Task: Reproduce word for word everything from the start of the entries below down to the line containing "[(187, 377), (465, 373)]", including that line.

Data to process:
● ● ● ●

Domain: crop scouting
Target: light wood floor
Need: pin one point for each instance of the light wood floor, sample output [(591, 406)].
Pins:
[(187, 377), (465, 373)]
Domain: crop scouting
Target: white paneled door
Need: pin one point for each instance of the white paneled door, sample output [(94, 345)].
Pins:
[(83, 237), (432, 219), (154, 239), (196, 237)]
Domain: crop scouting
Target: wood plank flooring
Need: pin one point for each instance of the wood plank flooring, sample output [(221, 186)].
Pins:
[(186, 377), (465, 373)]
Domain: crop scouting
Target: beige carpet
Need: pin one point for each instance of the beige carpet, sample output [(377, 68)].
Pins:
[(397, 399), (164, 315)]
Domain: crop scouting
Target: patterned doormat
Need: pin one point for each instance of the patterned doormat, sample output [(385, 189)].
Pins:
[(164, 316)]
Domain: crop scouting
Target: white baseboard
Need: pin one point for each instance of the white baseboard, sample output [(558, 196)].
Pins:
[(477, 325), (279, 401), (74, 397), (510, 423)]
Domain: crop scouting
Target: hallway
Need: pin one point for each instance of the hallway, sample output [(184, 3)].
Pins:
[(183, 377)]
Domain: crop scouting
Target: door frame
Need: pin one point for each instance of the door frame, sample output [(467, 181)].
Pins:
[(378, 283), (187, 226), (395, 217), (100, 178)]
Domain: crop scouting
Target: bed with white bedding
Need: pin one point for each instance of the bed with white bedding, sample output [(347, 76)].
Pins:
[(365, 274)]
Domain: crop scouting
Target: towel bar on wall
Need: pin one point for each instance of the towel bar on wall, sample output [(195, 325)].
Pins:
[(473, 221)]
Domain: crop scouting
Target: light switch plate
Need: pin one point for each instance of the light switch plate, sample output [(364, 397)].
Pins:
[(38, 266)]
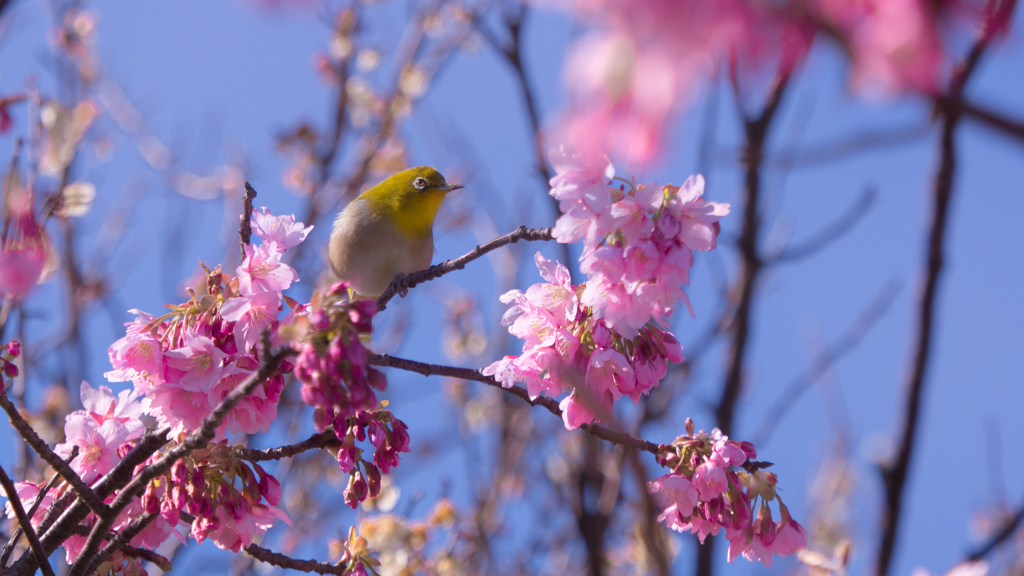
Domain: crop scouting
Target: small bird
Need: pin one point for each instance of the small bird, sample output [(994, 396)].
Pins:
[(388, 230)]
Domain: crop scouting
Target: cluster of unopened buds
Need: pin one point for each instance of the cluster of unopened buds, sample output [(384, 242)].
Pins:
[(204, 487), (8, 353), (388, 436), (607, 337), (332, 362), (717, 485)]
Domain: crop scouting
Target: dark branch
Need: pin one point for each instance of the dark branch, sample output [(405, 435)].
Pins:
[(283, 561), (9, 546), (829, 234), (83, 490), (997, 539), (895, 474), (833, 354), (314, 442), (25, 523), (402, 284), (245, 229), (614, 437)]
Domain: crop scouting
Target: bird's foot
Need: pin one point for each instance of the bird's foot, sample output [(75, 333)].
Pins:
[(402, 290)]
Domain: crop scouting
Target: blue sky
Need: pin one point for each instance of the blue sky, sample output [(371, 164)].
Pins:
[(215, 80)]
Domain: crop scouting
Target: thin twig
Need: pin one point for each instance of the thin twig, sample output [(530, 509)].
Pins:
[(275, 559), (999, 537), (83, 490), (314, 442), (26, 523), (245, 229), (614, 437), (829, 234), (402, 284), (9, 546), (895, 474), (121, 539), (833, 354)]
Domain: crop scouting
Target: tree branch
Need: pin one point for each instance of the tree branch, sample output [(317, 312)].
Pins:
[(25, 523), (614, 437), (402, 284), (283, 561), (895, 475), (314, 442), (245, 229), (83, 490), (9, 546)]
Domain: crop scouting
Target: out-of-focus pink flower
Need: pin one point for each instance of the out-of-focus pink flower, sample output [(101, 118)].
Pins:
[(674, 494), (251, 315), (283, 231), (97, 444), (138, 356), (262, 271), (200, 361), (23, 248), (101, 405), (710, 480)]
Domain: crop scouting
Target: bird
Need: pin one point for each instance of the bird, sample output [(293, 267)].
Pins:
[(387, 231)]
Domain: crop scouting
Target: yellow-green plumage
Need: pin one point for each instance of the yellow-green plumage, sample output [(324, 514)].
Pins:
[(388, 230)]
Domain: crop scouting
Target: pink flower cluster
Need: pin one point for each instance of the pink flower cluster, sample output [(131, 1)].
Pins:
[(185, 362), (8, 353), (607, 337), (204, 486), (332, 362), (387, 442), (716, 485), (23, 248)]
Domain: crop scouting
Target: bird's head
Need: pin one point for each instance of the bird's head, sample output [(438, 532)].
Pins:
[(411, 198)]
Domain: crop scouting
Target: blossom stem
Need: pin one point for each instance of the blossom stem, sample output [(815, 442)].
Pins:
[(403, 283), (613, 437)]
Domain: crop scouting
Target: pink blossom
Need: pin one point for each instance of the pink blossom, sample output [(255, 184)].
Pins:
[(558, 297), (697, 218), (101, 405), (23, 248), (252, 315), (710, 481), (581, 177), (200, 361), (262, 271), (97, 444), (138, 356), (674, 494), (283, 231)]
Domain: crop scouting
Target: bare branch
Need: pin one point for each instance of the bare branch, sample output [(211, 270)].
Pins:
[(245, 229), (402, 284), (25, 523), (314, 442), (614, 437), (829, 234), (847, 342), (9, 546), (94, 502), (283, 561), (895, 474)]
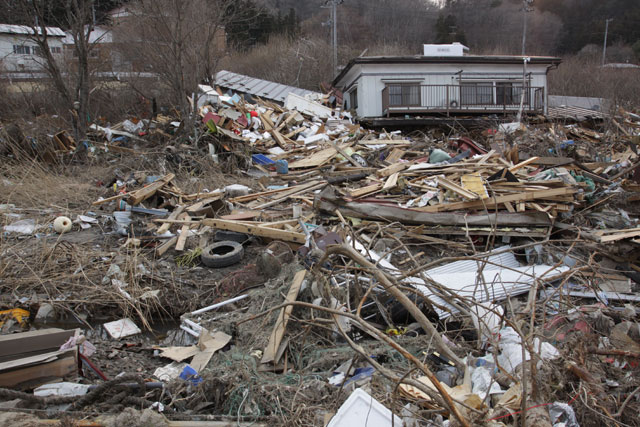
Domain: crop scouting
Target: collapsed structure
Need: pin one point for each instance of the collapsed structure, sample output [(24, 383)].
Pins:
[(440, 277)]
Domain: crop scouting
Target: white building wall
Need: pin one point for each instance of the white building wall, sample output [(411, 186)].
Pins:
[(371, 79), (23, 62)]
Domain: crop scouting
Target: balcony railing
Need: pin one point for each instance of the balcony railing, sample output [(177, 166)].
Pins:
[(472, 98)]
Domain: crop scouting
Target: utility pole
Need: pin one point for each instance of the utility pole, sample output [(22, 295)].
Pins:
[(606, 33), (525, 9), (334, 32)]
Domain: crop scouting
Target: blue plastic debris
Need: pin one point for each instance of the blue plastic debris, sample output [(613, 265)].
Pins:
[(191, 375), (282, 167), (261, 159)]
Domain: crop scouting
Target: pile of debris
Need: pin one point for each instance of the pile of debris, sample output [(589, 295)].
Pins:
[(409, 279)]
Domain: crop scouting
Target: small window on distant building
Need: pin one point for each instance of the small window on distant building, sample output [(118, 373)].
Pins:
[(353, 99), (21, 50), (476, 94), (404, 95)]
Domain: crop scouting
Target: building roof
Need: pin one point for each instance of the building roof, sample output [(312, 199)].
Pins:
[(466, 59), (26, 30), (100, 34), (257, 87), (621, 65)]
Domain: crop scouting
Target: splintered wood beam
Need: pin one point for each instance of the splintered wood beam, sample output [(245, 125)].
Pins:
[(492, 201), (256, 230), (271, 350), (443, 182), (138, 196)]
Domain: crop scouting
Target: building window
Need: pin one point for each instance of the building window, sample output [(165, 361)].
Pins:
[(353, 99), (476, 94), (405, 95), (21, 50)]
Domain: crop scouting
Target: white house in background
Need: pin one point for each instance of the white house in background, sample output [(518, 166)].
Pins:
[(19, 53), (444, 80)]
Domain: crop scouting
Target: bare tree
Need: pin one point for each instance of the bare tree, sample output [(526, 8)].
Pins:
[(179, 41), (76, 16)]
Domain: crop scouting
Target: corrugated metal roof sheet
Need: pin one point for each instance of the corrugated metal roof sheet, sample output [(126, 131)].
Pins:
[(258, 87), (576, 113), (26, 30)]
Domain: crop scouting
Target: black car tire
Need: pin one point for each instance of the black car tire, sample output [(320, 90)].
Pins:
[(222, 254)]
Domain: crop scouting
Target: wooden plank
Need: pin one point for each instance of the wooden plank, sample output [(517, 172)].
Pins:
[(238, 216), (391, 182), (492, 201), (174, 215), (384, 141), (345, 154), (509, 207), (17, 345), (110, 199), (443, 182), (40, 374), (522, 164), (298, 189), (160, 250), (256, 230), (138, 196), (254, 196), (620, 236), (269, 354), (366, 190), (390, 170), (486, 157), (277, 136), (318, 158), (184, 233), (395, 155)]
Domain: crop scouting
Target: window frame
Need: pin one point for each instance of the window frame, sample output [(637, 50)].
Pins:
[(476, 97), (21, 49), (404, 94)]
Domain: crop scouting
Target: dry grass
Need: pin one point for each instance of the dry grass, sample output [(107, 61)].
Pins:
[(583, 76), (32, 185)]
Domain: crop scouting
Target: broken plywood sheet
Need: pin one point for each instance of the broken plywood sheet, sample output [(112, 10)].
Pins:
[(497, 278), (271, 349), (318, 158)]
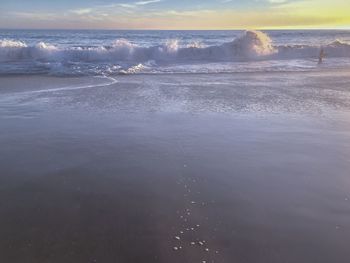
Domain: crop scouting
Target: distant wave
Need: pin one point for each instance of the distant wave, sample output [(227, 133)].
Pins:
[(250, 46)]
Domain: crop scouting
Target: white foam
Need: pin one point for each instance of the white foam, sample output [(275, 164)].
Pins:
[(250, 46)]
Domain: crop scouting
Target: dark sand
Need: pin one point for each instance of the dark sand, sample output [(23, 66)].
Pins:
[(254, 166)]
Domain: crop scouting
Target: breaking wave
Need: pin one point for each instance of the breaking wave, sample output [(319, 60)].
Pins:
[(125, 57)]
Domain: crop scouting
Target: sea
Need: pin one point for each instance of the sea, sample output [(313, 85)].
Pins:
[(114, 52), (174, 146)]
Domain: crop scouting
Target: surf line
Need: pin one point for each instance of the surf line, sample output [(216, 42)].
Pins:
[(112, 81)]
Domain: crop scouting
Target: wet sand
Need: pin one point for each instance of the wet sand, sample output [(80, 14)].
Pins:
[(222, 168)]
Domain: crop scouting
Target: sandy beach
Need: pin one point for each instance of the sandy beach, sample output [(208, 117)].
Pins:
[(175, 168)]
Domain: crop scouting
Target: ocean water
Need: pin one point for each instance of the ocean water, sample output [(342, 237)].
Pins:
[(108, 53)]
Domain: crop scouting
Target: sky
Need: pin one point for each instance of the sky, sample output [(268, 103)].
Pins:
[(174, 14)]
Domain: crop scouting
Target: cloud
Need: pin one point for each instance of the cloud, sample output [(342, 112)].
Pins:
[(147, 2), (82, 11)]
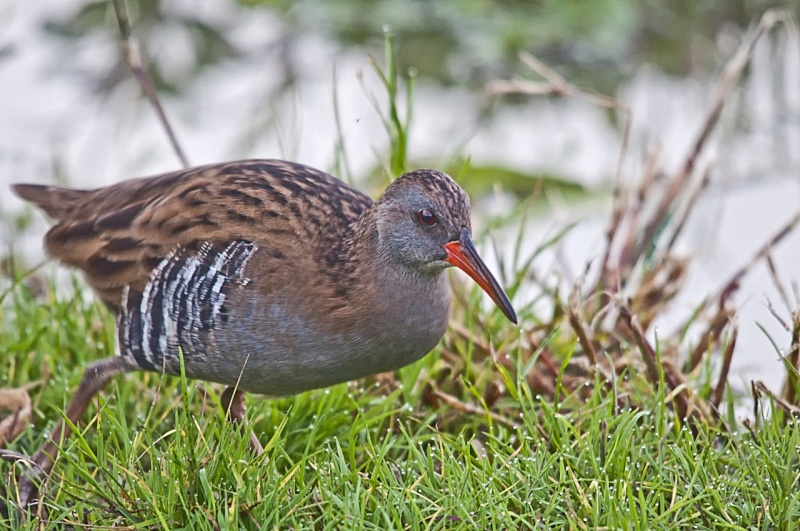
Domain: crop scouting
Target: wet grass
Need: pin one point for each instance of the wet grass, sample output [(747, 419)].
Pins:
[(155, 452), (580, 418)]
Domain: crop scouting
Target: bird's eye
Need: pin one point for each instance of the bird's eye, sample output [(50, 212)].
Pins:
[(426, 217)]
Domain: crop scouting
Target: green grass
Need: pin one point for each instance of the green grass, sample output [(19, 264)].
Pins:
[(460, 440), (156, 453)]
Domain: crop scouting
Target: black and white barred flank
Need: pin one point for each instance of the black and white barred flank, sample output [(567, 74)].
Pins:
[(180, 306)]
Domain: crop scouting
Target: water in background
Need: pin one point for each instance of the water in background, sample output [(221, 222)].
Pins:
[(242, 80)]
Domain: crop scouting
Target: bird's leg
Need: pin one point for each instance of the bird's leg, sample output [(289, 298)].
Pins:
[(95, 378), (233, 403)]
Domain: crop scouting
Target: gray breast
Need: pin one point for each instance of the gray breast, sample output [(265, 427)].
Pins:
[(206, 307)]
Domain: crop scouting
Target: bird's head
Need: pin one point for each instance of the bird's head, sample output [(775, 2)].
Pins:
[(423, 224)]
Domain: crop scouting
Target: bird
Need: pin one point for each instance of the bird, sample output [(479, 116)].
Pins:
[(266, 276)]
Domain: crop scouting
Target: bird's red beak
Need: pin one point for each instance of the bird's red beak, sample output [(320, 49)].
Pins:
[(462, 254)]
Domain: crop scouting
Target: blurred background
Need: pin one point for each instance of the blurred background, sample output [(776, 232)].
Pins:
[(293, 79)]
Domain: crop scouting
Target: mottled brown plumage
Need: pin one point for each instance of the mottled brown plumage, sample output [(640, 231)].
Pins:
[(119, 233), (268, 276)]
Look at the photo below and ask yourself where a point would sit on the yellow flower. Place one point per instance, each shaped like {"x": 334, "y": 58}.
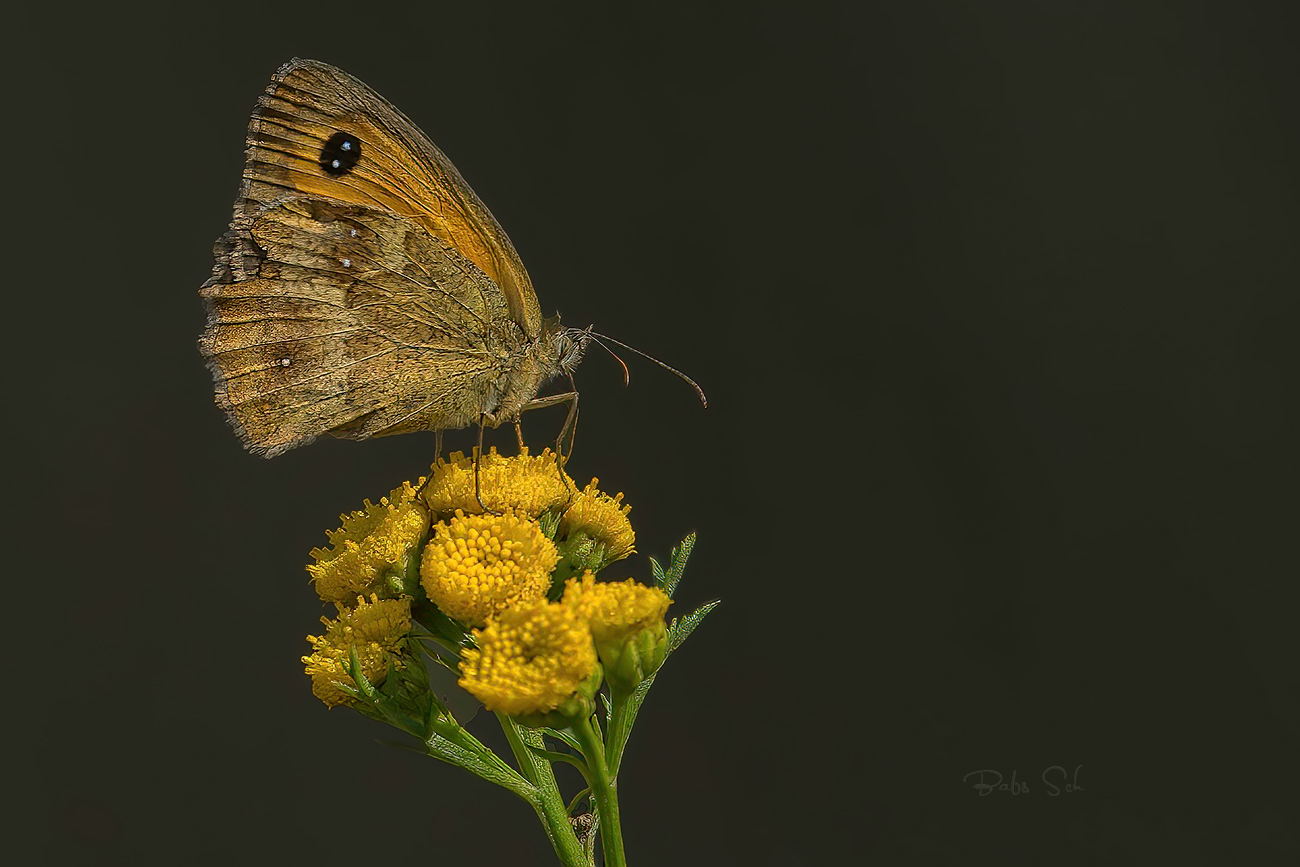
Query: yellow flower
{"x": 627, "y": 625}
{"x": 373, "y": 549}
{"x": 616, "y": 610}
{"x": 479, "y": 564}
{"x": 532, "y": 659}
{"x": 527, "y": 484}
{"x": 603, "y": 519}
{"x": 376, "y": 628}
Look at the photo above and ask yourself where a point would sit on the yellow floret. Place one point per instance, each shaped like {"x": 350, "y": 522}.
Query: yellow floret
{"x": 529, "y": 659}
{"x": 375, "y": 628}
{"x": 525, "y": 484}
{"x": 476, "y": 566}
{"x": 373, "y": 543}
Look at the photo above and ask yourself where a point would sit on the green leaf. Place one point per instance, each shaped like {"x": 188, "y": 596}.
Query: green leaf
{"x": 679, "y": 563}
{"x": 563, "y": 737}
{"x": 657, "y": 571}
{"x": 553, "y": 757}
{"x": 681, "y": 628}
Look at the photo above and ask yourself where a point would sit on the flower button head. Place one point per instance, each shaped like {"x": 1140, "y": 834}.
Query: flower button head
{"x": 476, "y": 566}
{"x": 373, "y": 551}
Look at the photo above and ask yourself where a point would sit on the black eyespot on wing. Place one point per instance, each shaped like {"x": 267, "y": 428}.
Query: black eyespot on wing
{"x": 341, "y": 154}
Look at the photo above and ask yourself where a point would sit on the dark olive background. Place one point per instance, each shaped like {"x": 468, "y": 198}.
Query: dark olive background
{"x": 995, "y": 308}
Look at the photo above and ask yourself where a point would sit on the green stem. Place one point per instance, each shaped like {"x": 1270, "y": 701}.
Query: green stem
{"x": 624, "y": 707}
{"x": 605, "y": 792}
{"x": 550, "y": 803}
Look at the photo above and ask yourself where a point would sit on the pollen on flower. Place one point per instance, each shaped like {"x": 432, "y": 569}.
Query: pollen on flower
{"x": 615, "y": 610}
{"x": 527, "y": 484}
{"x": 529, "y": 658}
{"x": 372, "y": 543}
{"x": 479, "y": 564}
{"x": 376, "y": 628}
{"x": 602, "y": 517}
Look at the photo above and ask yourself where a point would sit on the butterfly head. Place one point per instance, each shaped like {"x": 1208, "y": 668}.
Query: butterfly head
{"x": 570, "y": 346}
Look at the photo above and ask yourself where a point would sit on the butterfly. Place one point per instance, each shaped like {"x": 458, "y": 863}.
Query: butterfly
{"x": 363, "y": 289}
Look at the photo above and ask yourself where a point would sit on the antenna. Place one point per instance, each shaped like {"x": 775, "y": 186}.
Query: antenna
{"x": 645, "y": 355}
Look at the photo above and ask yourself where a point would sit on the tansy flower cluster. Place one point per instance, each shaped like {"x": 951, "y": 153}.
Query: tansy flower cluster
{"x": 510, "y": 590}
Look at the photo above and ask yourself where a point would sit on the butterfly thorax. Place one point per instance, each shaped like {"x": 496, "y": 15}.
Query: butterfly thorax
{"x": 557, "y": 351}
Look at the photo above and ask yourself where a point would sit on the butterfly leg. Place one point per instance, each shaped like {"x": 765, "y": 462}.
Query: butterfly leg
{"x": 570, "y": 423}
{"x": 437, "y": 456}
{"x": 479, "y": 456}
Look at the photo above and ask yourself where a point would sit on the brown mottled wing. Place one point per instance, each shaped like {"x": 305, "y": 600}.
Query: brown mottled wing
{"x": 399, "y": 169}
{"x": 352, "y": 321}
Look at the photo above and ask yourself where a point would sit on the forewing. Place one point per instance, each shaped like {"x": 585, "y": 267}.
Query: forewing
{"x": 399, "y": 169}
{"x": 349, "y": 320}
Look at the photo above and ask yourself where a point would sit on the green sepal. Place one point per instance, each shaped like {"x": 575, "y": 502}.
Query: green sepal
{"x": 628, "y": 659}
{"x": 550, "y": 521}
{"x": 579, "y": 554}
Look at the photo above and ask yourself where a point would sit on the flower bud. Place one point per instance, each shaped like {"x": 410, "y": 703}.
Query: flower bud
{"x": 627, "y": 625}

● ● ● ●

Answer for this exercise:
Domain: crop scouting
Target: light wood floor
Need: pin one point for each instance of the light wood floor, sample output [(591, 406)].
Pins:
[(187, 377), (465, 373)]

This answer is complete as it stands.